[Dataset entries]
——

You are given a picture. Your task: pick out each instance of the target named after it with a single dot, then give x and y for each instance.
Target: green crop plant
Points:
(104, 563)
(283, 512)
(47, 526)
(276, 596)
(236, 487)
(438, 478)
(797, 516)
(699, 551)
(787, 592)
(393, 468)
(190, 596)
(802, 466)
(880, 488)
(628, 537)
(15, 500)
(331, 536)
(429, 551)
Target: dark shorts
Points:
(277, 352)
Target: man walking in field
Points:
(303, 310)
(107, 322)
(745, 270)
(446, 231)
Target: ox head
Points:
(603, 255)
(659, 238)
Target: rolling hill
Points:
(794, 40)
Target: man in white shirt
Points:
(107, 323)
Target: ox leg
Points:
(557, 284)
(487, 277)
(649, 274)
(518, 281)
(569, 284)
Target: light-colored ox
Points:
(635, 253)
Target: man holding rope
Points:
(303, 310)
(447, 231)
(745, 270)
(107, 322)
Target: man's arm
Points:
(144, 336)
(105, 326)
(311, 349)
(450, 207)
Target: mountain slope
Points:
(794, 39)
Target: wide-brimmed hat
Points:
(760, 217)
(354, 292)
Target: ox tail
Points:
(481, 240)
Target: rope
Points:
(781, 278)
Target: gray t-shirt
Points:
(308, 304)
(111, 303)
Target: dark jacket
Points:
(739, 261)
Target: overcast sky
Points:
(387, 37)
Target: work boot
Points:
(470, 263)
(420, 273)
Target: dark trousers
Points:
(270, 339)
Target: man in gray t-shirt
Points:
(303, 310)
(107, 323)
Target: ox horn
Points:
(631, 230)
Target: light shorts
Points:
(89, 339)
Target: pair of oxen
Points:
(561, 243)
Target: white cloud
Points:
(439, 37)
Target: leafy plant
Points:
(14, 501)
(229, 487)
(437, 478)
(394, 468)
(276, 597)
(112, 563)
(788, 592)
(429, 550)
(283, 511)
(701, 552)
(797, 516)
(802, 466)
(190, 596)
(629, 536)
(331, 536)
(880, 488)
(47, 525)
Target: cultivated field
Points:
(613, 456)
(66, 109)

——

- TASK TO CARRY OUT -
Set down every entry exactly as given.

- THE COMPLETED TASK -
You are given a picture. Your task: pick out each instance of the target named after it with a single dot, then give x and y for each instance.
Target: green crop plant
Points:
(104, 563)
(283, 512)
(47, 526)
(276, 596)
(236, 487)
(438, 478)
(797, 516)
(699, 551)
(787, 592)
(393, 468)
(190, 596)
(802, 466)
(880, 488)
(628, 537)
(15, 500)
(331, 536)
(429, 551)
Target: dark shorts
Points:
(277, 352)
Target: man walking in field
Points:
(303, 310)
(107, 322)
(745, 270)
(446, 231)
Target: ox head
Points:
(603, 255)
(659, 238)
Target: rolling hill
Points:
(794, 40)
Target: man in white shirt
Points:
(107, 323)
Target: ox leg
Points:
(557, 284)
(487, 277)
(649, 274)
(518, 281)
(569, 284)
Target: light-colored ox
Points:
(635, 253)
Target: man holding rope
Points:
(303, 310)
(447, 231)
(745, 270)
(107, 322)
Target: man's arm
Points:
(144, 336)
(105, 326)
(311, 349)
(450, 207)
Target: mountain slope
Points:
(794, 39)
Target: wide-brimmed hat
Points:
(760, 217)
(354, 292)
Target: ox tail
Points:
(481, 240)
Target: rope
Points:
(781, 278)
Target: gray t-shirt
Points:
(308, 304)
(111, 303)
Target: dark jacket
Points:
(739, 261)
Target: overcast sky
Points:
(387, 37)
Target: work boot
Points:
(470, 263)
(420, 273)
Target: dark trousers
Points:
(270, 339)
Target: man in gray t-shirt
Points:
(303, 310)
(107, 323)
Target: ox horn
Points:
(631, 230)
Target: light shorts
Points:
(89, 339)
Target: pair of oxen
Points:
(561, 243)
Target: white cloud
Points:
(439, 37)
Target: leafy plant
Points:
(14, 501)
(229, 487)
(437, 478)
(394, 468)
(276, 597)
(112, 563)
(788, 592)
(429, 550)
(283, 511)
(701, 552)
(797, 516)
(802, 466)
(190, 596)
(629, 536)
(331, 536)
(880, 488)
(47, 525)
Target: cultivated field
Points:
(613, 456)
(66, 109)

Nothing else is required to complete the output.